# Peeing in crate... ugh.



## Caty M (Aug 13, 2010)

So Tess is a crate pee-er. The crate is just big enough for her to stand up. lay down and turn around in. She will pee and lay in it, no problem. If I leave her in there at night, like I did with my sheltie, she will pee and THEN cry to be let out. When I was crating Bishop when he was young, he would cry when he needed to pee.

Is there any way I can get her to NOT pee? It's gross and we are getting nowhere in potty training.


----------



## eternalstudent (Jul 22, 2010)

I don't have a great deal of experience with potty training as rotties are considered one of the easiest to train. But this is what I did (and what I was told to do).

"Train her to go to potty at a specific place, it is best if this is a different texture to the house/crate (I choose grass), then take her out every 1 to 2 hours (this was a 7 w/o pup so you may want to lengthen it) keep her on the new texture and when she pee's, give praise and treats" In the end the idea was to teach her that this action and this action alone gives rewards. This is easier than trying to train what NOT to do.

Hope that is of some help.


----------



## RawFedDogs (Jun 16, 2008)

How old is she and when is she peeing? How long has she lived with you? Are you sure there is no UTI?


----------



## Caty M (Aug 13, 2010)

She is 4.5 months old.. she's been with me since 8 weeks. She's always peed in her crate but I was hoping it would stop as she got older. She can hold it all night without peeing no problem so I don't think there is a UTI. She doesn't pee constantly, no more than my sheltie did.

I work for three hours in the morning and go back again at night.. so she's only in her crate for 3 hours at a time. She always pees in it.


----------



## DaneMama (Jun 27, 2008)

Sounds like it's habit now. Habits are very hard to break. Now that she's ok with peeing in her crate and then laying in it, there's nothing in it for her to hold it. 

I would start reinforcing pottying outside very heavily. Like every time she goes outside you immidiately give her a jackpot of her favorite food or treat in rapid fire succession for at least thirty seconds. Do this every time she goes outside.

» Stored data
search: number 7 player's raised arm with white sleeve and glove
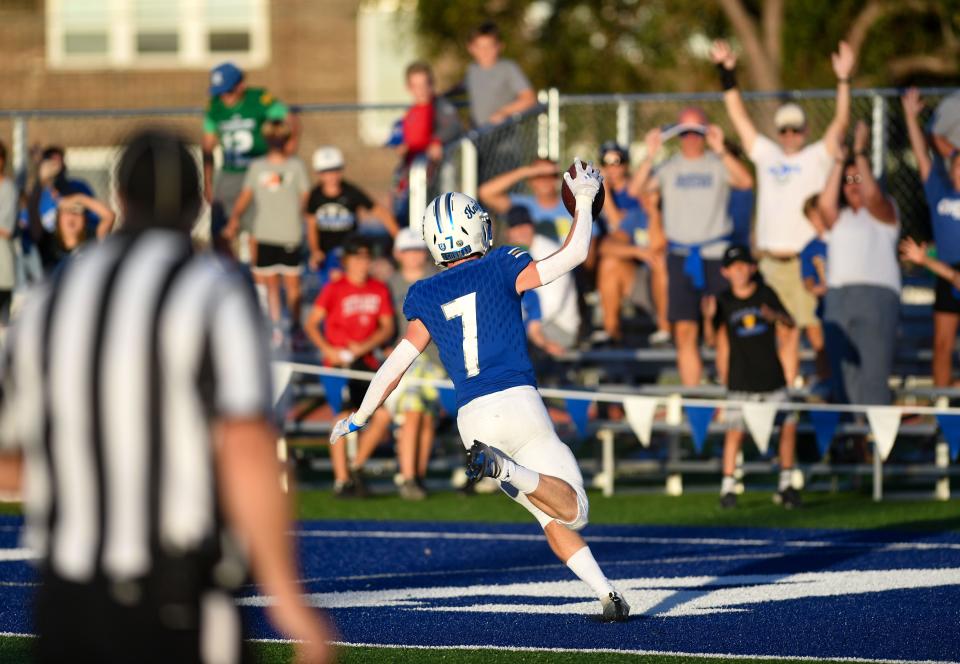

» Assignment 1
Copy word for word the part of the crate-training thread starting with "# Peeing in" and going on through "in potty training.".
» Assignment 2
Resume the crate-training thread after its final sentence and carry it further.

» Exercise output 1
# Peeing in crate... ugh.



## Caty M (Aug 13, 2010)

So Tess is a crate pee-er. The crate is just big enough for her to stand up. lay down and turn around in. She will pee and lay in it, no problem. If I leave her in there at night, like I did with my sheltie, she will pee and THEN cry to be let out. When I was crating Bishop when he was young, he would cry when he needed to pee.

Is there any way I can get her to NOT pee? It's gross and we are getting nowhere in potty training.

» Exercise output 2
Make it highly worthwhile to her to go outside....does that make sense?


----------



## Caty M (Aug 13, 2010)

Yes, it does. And she always does pee right away when I let her out! I do always praise her but I will try treating her a lot, too. If it's an easier option I wouldn't mind litter training her and putting her in the large kennel I have but don't use, with the litter box.. it would be a good option since they hate the cold weather and I live in Canada.


----------



## PennyGreyhuahua (Aug 13, 2011)

Caty M said:


> Yes, it does. And she always does pee right away when I let her out! I do always praise her but I will try treating her a lot, too. If it's an easier option I wouldn't mind litter training her and putting her in the large kennel I have but don't use, with the litter box.. it would be a good option since they hate the cold weather and I live in Canada.


Oh Caty where in canada u live in? i dont find a lot of members here are from canada! Have u tried to talk firm with her when she pee'd in the crate & then take her outside & tell her ''go potty''? that's how we crate trained our pup...


----------



## Boxers&Pom's Mom (Jan 17, 2011)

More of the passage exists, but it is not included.